>> start Document text

Climate Change Himalaya + Nature in Flux | Exhibition by KG Ranjit & Ashmina Ranjit
November 8, 2014 , 5:30 pm – November 15, 2014 , 7:00 pm
The India China Institute is excited to announce an exciting event taking place in Kathmandu, Nepal. ICI is partnering with The City Museum Kathmandu, the artists collective Lasanaa, and Nepali artists KG Ranjit and Ashmina Ranjit for a discussion and week-long art exhibition about the role of the arts and humanities in addressing climate change in the Himalaya.
The event includes a 24-hour performance piece by ASHMINA RANJIT at The City Museum Kathmandu’s CMK Gallery. The performance piece is part of the “Nature In Flux” exhibition organized by the India China Institute, LAH Lasanaa and The City Museum Kathmandu. The exhibition will also feature paintings by renowned artist, and Ashmina’s father, KG RANJIT.

>> end Document text
>> start Data extract

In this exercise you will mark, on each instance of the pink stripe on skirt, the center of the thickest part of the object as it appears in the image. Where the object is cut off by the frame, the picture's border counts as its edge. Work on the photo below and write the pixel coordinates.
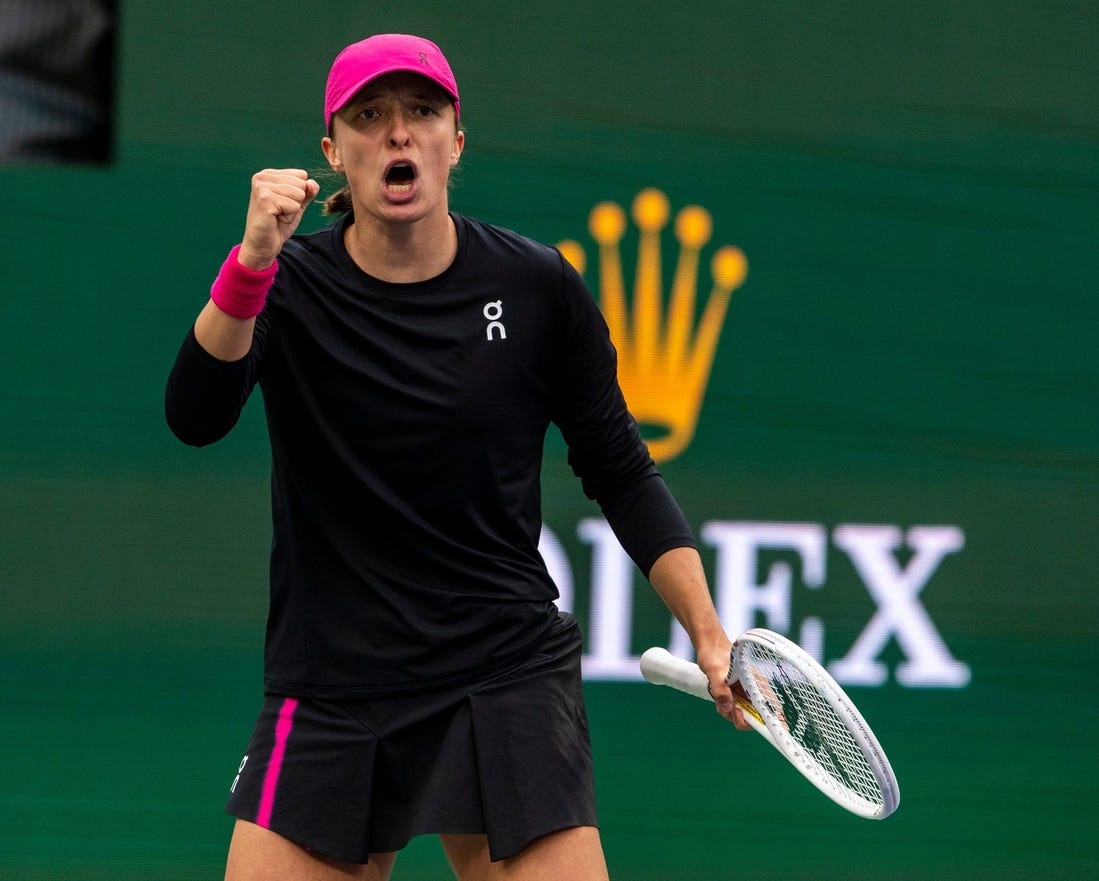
(275, 766)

>> end Data extract

[Exercises]
1) In the exhibition announcement, how long is Ashmina Ranjit's performance piece at the CMK Gallery?
2) Carry on the announcement of the Himalaya climate exhibition, picking up right after its final sentence.

[Written responses]
1) 24 hours

2)
Climate Change Himalaya: Engaging the Arts & Humanities
Climate change is the defining issue of our times. While the impacts of climate change are unevenly experienced around the world, communities in the Himalaya are some of the most vulnerable to change. Understanding and communicating these emerging changes is an increasingly important task for public engagement and education. Responding to this need, artists, poets, writers, photographers and filmmakers who live and work in the Himalaya are taking a more active role in documenting and presenting these changing climate landscapes to the public. To support these efforts, the India China Institute at The New School in New York and LASANAA, an alternative art space in Nepal, are working to develop a new collaboration focused on engaging the arts and humanities around climate change and the Himalaya.
There is no question that addressing climate change requires the best available science, but as we have learned, science alone is not enough to create action on climate change. To change people’s hearts and minds, and advance innovative and adaptive solutions to our current climate crisis, appeals to people’s deeply held values, ethics and spiritual beliefs are necessary—and it is here that creative thinkers (e.g. artists, writers, poets) have historically played a critical role in social change by making space for a diversity of voices and views.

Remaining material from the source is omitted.